• [About this task] In the records below, the lines from the one with "Target: glass curtain wall" through the last are to be printed exactly, and nothing else.

-------- Dataset content

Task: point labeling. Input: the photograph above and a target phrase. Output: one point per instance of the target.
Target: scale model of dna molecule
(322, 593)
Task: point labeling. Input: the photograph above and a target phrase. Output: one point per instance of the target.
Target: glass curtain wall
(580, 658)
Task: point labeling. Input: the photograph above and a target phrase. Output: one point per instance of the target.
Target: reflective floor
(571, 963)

----------------

• [Answer box]
Target: glass curtain wall
(580, 658)
Task: point labeling. Input: the photograph above and a target phrase. Output: one point per instance of the target.
Target: reflective floor
(571, 963)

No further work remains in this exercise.